───── TEXT SHOWN ─────

Health Insurance Deductibles
Unlike auto, home, or renters insurance deductibles, which you pay per approved claim, health insurance deductibles refer to a specified amount you must spend on prescriptions or services (eg, hospital bills, surgeries, lab tests, etc.) before your insurer will begin to cover expenses. In most cases, copays don’t count towards your deductible.
For instance, if you break your arm and need to visit the ER and undergo treatment, and you have a $1,500 deductible, you’d need to pay $1,500 before your insurer covers any remaining expenses. If the total cost of treatment was $10,000 and your insurer picks up 100% of costs after you pay a deductible, they’d cover the remaining $8,5000.
Not all policies cover all additional costs, however. Some use a coinsurance model. In this scenario, the insurer pays a percentage of costs – 80% or 90%, for example. In that case, you would need to pay the remaining balance, 10% to 20% of the costs using the example above.
Common types of health insurance plan deductibles include:
- prescriptions. If your health insurance policy contains coverage for prescriptions, it may also include a separate one for medication.
- In and out of network care. If you get care from a health professional or medical facility that’s not included in your insurer’s network of approved providers, you may have to meet a separate, out-of-network deductible, and that one could be higher than for in-network care.
- Family coverage. There are a couple of different ways companies handle family health insurance policies. Some insurers apply all covered costs toward your annual deductible, no matter which family member is being treated. This is known as an aggregate deductible. Other insurers impose what’s known as an embedded deductible, whereby each member of your family must meet a set limit before insurance applies to their care.
What is the difference between an insurance premium and a deductible?
A premium is the cost of your insurance coverage. If you receive health insurance through your employer, you may see a portion of your health insurance premiums deducted from each paycheck. Depending on your provider, you may also be able to pay your premiums monthly, semi-annually, or annually.

───── DATA EXCERPTS ─────

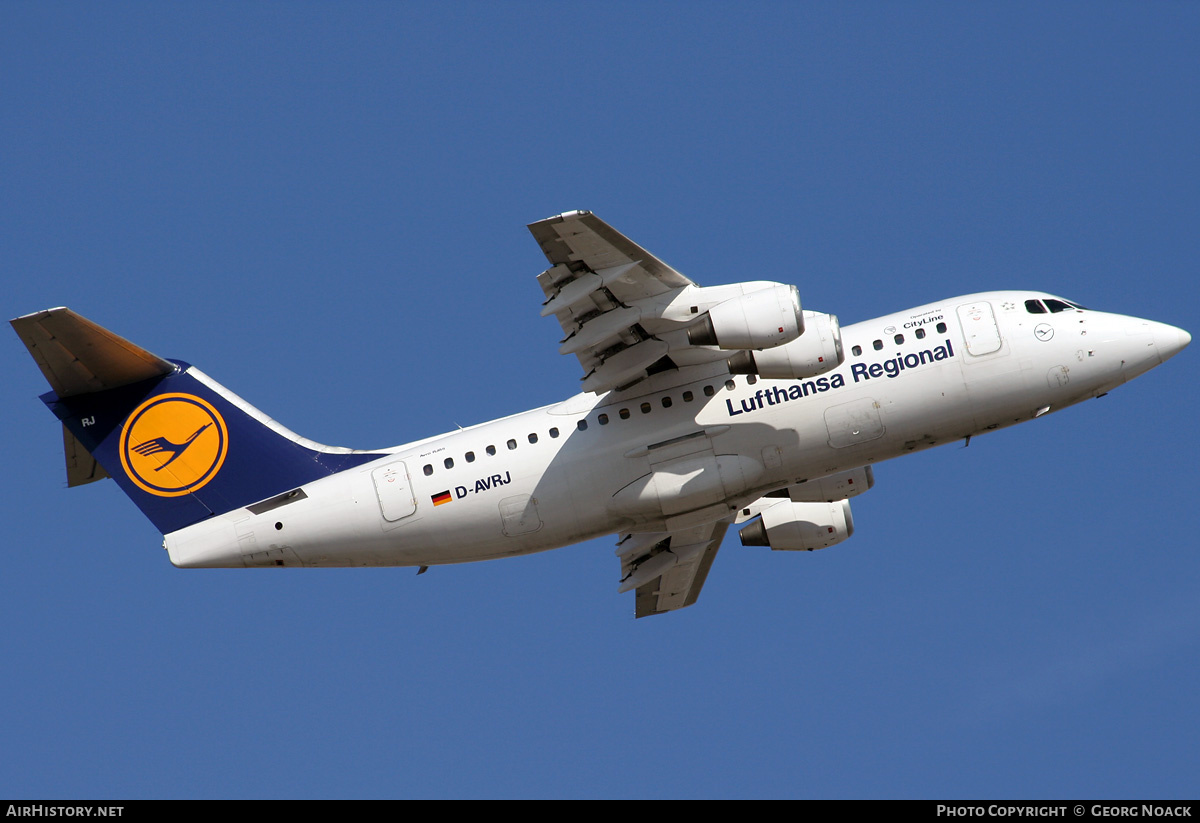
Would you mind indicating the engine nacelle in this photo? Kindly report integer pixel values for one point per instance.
(816, 352)
(757, 320)
(796, 527)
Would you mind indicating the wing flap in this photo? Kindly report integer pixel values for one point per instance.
(669, 569)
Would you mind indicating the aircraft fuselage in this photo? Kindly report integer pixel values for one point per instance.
(664, 455)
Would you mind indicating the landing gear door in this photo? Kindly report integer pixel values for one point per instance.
(395, 492)
(979, 330)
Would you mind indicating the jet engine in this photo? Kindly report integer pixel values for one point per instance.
(796, 527)
(816, 352)
(757, 320)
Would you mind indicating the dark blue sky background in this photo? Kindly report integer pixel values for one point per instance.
(323, 206)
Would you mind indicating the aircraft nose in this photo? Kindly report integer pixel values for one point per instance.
(1169, 341)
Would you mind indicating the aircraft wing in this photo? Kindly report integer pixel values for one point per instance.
(610, 296)
(669, 569)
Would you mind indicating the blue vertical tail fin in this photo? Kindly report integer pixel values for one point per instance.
(179, 444)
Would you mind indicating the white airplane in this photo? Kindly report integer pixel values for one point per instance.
(701, 407)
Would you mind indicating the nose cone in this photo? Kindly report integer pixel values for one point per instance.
(1169, 341)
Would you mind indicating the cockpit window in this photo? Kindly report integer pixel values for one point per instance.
(1059, 305)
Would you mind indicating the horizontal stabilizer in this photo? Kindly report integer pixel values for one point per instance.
(78, 356)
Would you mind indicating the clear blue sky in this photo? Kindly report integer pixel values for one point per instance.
(323, 205)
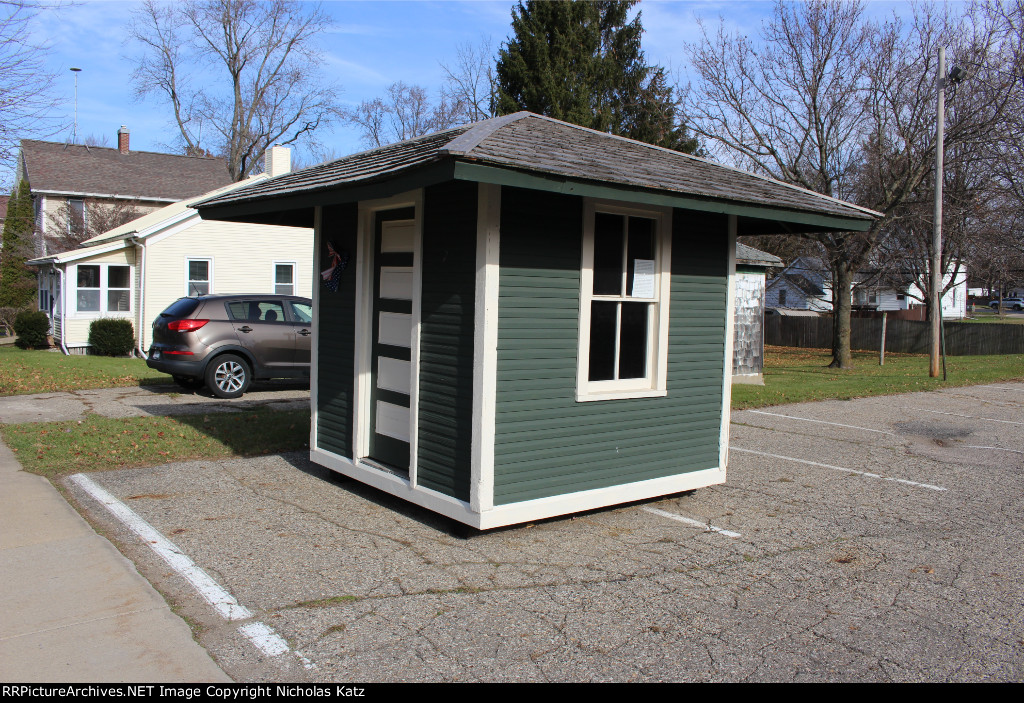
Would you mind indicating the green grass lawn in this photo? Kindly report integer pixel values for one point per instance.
(98, 443)
(25, 370)
(794, 376)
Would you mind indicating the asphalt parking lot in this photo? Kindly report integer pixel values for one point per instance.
(873, 539)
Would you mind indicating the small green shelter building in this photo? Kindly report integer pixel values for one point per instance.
(521, 318)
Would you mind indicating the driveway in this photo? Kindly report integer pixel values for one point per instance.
(869, 540)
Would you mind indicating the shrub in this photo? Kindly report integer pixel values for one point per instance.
(32, 327)
(112, 337)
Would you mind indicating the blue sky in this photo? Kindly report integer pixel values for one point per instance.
(373, 44)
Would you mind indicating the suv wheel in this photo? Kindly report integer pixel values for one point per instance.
(228, 377)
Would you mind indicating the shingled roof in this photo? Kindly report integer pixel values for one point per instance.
(555, 150)
(102, 172)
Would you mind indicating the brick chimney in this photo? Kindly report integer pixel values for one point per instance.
(276, 161)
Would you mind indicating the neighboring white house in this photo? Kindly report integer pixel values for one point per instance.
(139, 268)
(806, 284)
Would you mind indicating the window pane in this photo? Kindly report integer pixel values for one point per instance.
(633, 341)
(88, 301)
(640, 246)
(608, 254)
(200, 270)
(118, 276)
(88, 276)
(602, 340)
(302, 312)
(118, 301)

─────

*TASK LIST*:
(a) In the text on health insurance deductibles, what is it called when an insurer applies all covered costs toward the annual deductible, no matter which family member is being treated?
(b) Pick up the text on health insurance deductibles right after its last sentence and carry it forward.

*ANSWERS TO THE EXERCISE*:
(a) An aggregate deductible.

(b)
A deductible is an amount you’re responsible for paying toward any claim or medical bills before your insurer will pick up any costs. This could be a set dollar amount or a percentage.
Can I change my deductible?
Car insurance and renters or homeowner insurance companies generally allow you to increase or decrease your deductible or make other policy changes at any time, although you may be subject to fees for doing so. Health insurance policies usually cannot be altered until the policy is set to renew, frequently known as the open enrollment period, or if you’ve had a qualifying life change, such as getting married, having a child, or losing a job.
What is a minimum deductible?
A minimum deductible refers to the lowest deductible amount offered by your insurance company. For instance, an auto insurer may offer policies with deductibles ranging from $500 to $2,500. The $500 deductible is the minimum deductible and the lowest available. You can’t lower this figure, but you can increase it, which will lower your premiums. Some auto insurance policies will decrease your deductible over time as a reward for safe driving.
How long does a deductible last?
How long your deductible lasts depends on the type of insurance you purchase. Broadly speaking, automobile, homeowner, and rental insurance providers apply it to each claim you file during the policy term. With health insurance, the deductible represents your out-of-pocket obligations for the year, either for the entire policy, a covered member, or a specific type of expense, like prescriptions.